_WHAT IS EXPECTED_
Using the data below, return every line that holds the word "door".

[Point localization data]
- Opening Delimiter -

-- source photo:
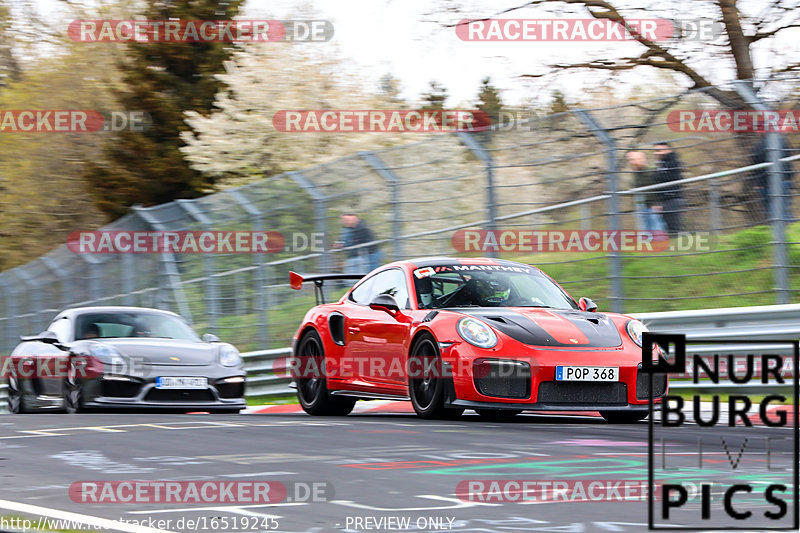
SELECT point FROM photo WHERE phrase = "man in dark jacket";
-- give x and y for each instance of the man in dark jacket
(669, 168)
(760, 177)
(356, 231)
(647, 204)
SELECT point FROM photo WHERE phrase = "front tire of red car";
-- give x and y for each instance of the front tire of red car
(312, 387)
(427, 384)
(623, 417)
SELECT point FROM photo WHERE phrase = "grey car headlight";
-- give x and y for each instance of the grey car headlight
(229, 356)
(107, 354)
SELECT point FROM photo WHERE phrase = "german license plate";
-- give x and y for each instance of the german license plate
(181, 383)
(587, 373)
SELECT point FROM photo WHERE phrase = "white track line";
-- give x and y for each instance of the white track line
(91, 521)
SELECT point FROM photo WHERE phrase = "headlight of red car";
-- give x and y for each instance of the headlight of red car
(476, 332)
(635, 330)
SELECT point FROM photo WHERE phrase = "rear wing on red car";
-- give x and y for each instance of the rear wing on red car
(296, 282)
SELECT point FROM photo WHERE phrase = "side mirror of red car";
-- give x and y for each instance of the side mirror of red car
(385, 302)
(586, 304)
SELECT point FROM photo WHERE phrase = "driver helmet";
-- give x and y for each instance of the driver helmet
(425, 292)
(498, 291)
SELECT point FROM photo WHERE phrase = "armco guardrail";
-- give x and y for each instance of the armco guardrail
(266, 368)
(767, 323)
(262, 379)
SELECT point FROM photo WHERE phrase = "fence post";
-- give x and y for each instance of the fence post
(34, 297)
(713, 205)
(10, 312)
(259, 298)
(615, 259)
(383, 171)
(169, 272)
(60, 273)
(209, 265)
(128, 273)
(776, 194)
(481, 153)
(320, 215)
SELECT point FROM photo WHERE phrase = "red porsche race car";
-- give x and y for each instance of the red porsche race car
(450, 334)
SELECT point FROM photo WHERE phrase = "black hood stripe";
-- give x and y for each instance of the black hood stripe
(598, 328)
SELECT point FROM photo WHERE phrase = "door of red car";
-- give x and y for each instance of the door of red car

- Closing Delimiter -
- Opening Delimiter -

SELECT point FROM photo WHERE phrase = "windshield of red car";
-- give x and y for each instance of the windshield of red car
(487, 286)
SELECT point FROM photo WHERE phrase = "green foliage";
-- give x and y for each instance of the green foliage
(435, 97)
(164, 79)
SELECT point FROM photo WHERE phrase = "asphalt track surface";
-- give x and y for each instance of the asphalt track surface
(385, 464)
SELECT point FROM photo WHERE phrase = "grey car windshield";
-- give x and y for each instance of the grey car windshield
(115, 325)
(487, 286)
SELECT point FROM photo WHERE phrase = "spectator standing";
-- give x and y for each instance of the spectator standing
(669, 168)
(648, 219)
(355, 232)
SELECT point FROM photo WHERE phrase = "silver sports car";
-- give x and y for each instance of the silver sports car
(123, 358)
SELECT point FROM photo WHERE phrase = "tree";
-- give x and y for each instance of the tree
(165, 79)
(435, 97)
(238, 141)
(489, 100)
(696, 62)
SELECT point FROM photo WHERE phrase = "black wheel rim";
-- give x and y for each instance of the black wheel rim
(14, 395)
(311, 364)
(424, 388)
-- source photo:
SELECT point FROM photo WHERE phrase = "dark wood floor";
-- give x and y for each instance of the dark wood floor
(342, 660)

- Closing Delimiter -

_ANSWER TO THIS EXERCISE_
SELECT point FROM photo WHERE phrase = "door of red car";
-- give x and y for each instance of the door of red car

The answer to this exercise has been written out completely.